She lost all her children at young ages, save one daughter, yet she carried on — indefatigable. She kept a schedule that was superhuman, traveling from east to west and north to south.
Etter’s Theology
What about her theology? She maintained an orthodox Pentecostal confession. Her sermons, several of which appear in her book, show she was totally immersed in Scripture and could bring text after text from memory spontaneously and at an amazing level — this without a Bible college education. I take little issue with most of her preaching, though her exegetical accuracy is not the highest; more than 85% solid, in my view. One notable point: she proclaimed that Jesus was coming soon. This was the message given in tongues with interpretation, in prophecies, and in multiple visions. It may seem in part unfulfilled, yet the soon return of Yeshua is always the orientation of disciples — indeed, it is the very word of Yeshua himself, spoken 2,000 years ago. Sometimes Etter presents a pre-tribulation view of the rapture of the saints; other texts suggest a post-tribulation view. She did believe in the regathering of Israel and, even at that early stage of the return, pointed to its significance as fulfilled prophecy.
A Window into the Early Pentecostal Movement
Etter is a great window into the early Pentecostal movement. There was more amazing power, more outpourings, and more miraculous workings than I had imagined. Pentecostalism, including the newer charismatic streams, now comprises the majority of the Protestant evangelical world. At the Pentecostal World Fellowship in Finland last May, we heard wonderful stories of the advance of the Gospel with signs and wonders — most coming from the Southern Hemisphere, from Global Christianity.
My Great Desire, Hope and Prayer
So how does this fit my calling and our work in the Land of Israel? It is part of increasing my faith that a great signs-and-wonders movement of the Gospel will return to Israel. I long to see it and to be part of it before I die. As it was in the days of the Apostles — may it be so again, and as amazing and powerful as those old Etter meetings!

EXERCISE DESCRIPTION = Reproduce the passage about Etter, beginning at the words "She lost all" and stopping after "north to south.".

Image point annotation rows:

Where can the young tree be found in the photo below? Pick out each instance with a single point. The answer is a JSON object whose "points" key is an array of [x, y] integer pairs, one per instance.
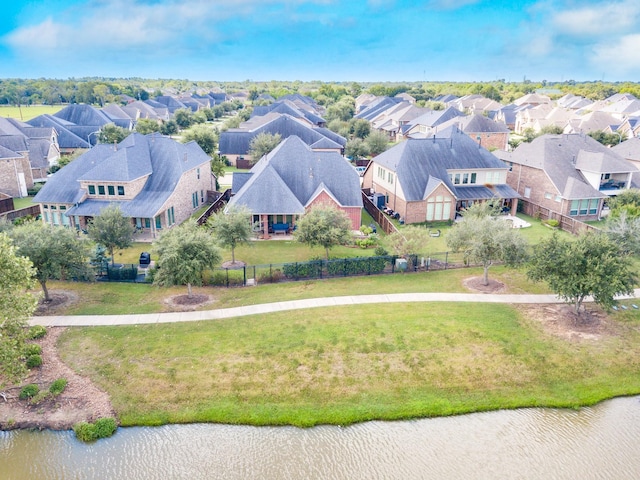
{"points": [[262, 144], [232, 228], [184, 253], [485, 239], [16, 307], [111, 229], [377, 142], [55, 252], [590, 265], [410, 240], [145, 126], [203, 136], [325, 226]]}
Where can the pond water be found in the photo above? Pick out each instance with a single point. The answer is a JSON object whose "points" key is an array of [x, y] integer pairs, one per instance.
{"points": [[602, 442]]}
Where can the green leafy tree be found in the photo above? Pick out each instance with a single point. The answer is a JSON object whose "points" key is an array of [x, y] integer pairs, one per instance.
{"points": [[356, 149], [203, 136], [111, 229], [591, 265], [16, 307], [324, 226], [410, 240], [263, 144], [111, 133], [184, 253], [377, 142], [361, 128], [56, 253], [145, 126], [183, 117], [231, 228], [485, 239]]}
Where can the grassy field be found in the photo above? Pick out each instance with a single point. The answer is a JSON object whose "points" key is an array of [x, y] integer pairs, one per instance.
{"points": [[350, 364], [25, 113]]}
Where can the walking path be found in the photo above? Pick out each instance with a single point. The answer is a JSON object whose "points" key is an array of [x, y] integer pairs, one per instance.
{"points": [[98, 320]]}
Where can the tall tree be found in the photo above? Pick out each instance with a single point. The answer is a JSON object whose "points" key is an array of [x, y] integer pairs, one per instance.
{"points": [[55, 252], [111, 229], [263, 144], [203, 136], [484, 239], [591, 265], [184, 253], [324, 226], [232, 228], [16, 307]]}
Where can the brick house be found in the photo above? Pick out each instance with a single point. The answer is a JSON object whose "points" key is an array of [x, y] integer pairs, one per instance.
{"points": [[431, 179], [290, 180], [156, 181], [569, 174]]}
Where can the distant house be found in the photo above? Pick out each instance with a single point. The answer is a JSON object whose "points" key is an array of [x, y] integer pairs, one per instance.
{"points": [[570, 175], [431, 179], [156, 181], [235, 142], [286, 183]]}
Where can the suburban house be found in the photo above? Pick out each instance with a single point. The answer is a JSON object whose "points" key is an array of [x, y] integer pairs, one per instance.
{"points": [[235, 142], [156, 181], [570, 175], [27, 153], [431, 179], [490, 134], [290, 180]]}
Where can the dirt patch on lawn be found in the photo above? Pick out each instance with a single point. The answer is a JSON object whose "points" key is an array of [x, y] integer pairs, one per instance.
{"points": [[475, 284], [81, 400], [561, 321]]}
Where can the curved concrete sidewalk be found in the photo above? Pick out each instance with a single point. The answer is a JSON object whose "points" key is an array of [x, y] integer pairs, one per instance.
{"points": [[97, 320]]}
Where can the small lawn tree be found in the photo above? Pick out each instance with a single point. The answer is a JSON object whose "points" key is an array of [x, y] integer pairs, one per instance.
{"points": [[232, 228], [55, 252], [111, 229], [325, 226], [575, 269], [184, 253], [485, 239], [16, 306], [410, 240]]}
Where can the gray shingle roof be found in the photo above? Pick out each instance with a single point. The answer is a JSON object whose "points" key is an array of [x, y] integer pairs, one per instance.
{"points": [[167, 159], [421, 163], [287, 179]]}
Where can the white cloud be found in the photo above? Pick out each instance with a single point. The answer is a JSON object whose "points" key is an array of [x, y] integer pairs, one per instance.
{"points": [[122, 24], [621, 57]]}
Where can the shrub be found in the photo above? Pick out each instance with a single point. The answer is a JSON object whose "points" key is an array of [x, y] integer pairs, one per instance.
{"points": [[32, 349], [90, 432], [29, 391], [34, 361], [37, 331], [58, 386]]}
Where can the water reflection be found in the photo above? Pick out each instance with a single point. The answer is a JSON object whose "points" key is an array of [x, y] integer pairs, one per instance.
{"points": [[601, 442]]}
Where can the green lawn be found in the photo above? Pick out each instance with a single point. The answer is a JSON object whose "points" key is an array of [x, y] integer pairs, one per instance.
{"points": [[25, 113], [350, 364]]}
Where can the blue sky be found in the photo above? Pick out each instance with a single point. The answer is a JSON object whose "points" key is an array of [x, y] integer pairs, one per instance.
{"points": [[328, 40]]}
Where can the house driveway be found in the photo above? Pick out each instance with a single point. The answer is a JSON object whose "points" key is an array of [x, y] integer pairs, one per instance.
{"points": [[260, 309]]}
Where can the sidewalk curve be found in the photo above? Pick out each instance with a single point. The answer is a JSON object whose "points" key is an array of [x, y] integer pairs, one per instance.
{"points": [[259, 309]]}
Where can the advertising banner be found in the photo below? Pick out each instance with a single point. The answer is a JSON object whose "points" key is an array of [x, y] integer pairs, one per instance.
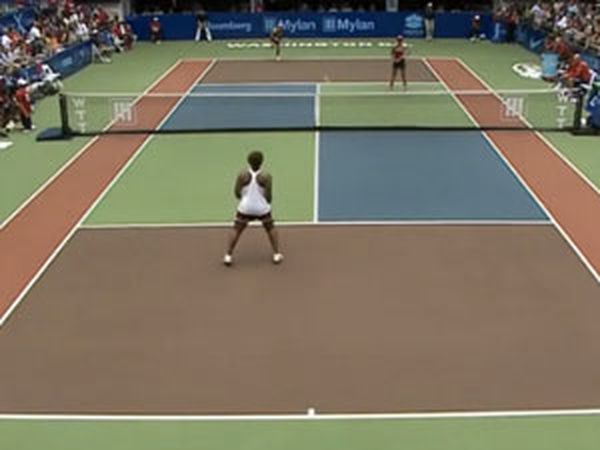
{"points": [[312, 25]]}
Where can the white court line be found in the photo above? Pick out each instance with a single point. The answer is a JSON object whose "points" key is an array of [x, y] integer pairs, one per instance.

RESULT OF THIS TASK =
She lost all her children at young ages, save one daughter, yet she carried on — indefatigable. She kept a schedule that was superhuman, traveling from east to west and north to south.